— Items excerpted from a collection —
++++++++
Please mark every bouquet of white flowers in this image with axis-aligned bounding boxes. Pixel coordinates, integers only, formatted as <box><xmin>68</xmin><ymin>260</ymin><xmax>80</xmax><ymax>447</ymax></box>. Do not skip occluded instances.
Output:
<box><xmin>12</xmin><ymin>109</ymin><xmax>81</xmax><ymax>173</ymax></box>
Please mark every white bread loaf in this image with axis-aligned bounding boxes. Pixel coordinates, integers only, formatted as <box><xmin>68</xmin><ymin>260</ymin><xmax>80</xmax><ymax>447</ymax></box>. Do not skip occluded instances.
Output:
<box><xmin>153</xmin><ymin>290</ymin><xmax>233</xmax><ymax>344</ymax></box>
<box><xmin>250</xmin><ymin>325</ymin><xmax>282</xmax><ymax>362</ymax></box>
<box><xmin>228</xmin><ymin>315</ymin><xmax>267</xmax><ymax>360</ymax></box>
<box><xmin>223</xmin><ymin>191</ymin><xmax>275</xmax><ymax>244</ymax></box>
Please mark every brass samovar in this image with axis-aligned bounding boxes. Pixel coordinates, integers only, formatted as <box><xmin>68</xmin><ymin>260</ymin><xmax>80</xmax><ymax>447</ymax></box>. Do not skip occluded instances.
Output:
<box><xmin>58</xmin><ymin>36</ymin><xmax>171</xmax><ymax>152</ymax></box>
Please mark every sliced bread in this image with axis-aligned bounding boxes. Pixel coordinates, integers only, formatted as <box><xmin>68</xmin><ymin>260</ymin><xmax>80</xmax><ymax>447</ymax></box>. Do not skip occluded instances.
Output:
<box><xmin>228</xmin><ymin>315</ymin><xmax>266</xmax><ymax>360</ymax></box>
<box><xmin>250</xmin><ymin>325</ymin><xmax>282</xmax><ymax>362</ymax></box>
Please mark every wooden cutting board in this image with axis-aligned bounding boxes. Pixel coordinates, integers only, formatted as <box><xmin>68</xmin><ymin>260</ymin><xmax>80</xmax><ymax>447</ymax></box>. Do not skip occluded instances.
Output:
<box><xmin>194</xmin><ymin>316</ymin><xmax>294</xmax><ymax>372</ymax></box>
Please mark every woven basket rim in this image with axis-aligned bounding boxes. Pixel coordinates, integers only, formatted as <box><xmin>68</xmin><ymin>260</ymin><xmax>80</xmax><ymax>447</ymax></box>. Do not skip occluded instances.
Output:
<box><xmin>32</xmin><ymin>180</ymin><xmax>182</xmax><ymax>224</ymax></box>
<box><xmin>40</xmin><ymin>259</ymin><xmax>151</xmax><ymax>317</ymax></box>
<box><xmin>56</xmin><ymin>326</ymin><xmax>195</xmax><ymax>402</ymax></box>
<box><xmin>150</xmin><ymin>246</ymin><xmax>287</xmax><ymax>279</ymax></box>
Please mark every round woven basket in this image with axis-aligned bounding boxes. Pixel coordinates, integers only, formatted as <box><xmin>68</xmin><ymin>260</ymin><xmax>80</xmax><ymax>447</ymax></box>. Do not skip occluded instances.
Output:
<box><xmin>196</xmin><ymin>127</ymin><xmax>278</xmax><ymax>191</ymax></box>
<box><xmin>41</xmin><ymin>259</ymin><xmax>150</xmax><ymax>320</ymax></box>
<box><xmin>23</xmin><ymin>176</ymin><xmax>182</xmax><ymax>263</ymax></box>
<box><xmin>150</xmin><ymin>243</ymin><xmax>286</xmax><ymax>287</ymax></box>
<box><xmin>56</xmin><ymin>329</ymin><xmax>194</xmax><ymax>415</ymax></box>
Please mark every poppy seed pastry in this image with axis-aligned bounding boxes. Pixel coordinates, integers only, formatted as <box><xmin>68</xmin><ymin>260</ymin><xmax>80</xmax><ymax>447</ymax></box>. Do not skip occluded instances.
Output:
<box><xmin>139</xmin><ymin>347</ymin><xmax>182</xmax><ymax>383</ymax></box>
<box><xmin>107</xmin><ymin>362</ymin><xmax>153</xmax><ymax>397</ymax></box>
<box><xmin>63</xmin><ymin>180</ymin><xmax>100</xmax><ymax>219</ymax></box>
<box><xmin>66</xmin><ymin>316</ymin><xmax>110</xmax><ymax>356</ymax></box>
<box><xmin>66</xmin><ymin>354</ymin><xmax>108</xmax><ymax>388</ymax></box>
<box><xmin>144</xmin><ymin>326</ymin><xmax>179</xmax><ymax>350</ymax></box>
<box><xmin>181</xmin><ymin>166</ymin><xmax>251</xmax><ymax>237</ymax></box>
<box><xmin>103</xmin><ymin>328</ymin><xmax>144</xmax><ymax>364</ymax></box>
++++++++
— What is being asked —
Render the items as a numbered list, starting at the line containing "Please mark every poppy" and going through the final line of the items, and leave out any blank lines.

— Answer for the task —
1. Please mark every poppy seed pastry in this image with axis-aligned bounding boxes. Pixel coordinates, integers only, formatted as <box><xmin>68</xmin><ymin>260</ymin><xmax>80</xmax><ymax>447</ymax></box>. Do not skip occluded instances.
2. Output:
3. <box><xmin>139</xmin><ymin>347</ymin><xmax>182</xmax><ymax>383</ymax></box>
4. <box><xmin>107</xmin><ymin>362</ymin><xmax>153</xmax><ymax>397</ymax></box>
5. <box><xmin>63</xmin><ymin>180</ymin><xmax>100</xmax><ymax>219</ymax></box>
6. <box><xmin>66</xmin><ymin>316</ymin><xmax>110</xmax><ymax>356</ymax></box>
7. <box><xmin>66</xmin><ymin>354</ymin><xmax>108</xmax><ymax>388</ymax></box>
8. <box><xmin>144</xmin><ymin>326</ymin><xmax>179</xmax><ymax>350</ymax></box>
9. <box><xmin>181</xmin><ymin>166</ymin><xmax>251</xmax><ymax>237</ymax></box>
10. <box><xmin>103</xmin><ymin>328</ymin><xmax>144</xmax><ymax>364</ymax></box>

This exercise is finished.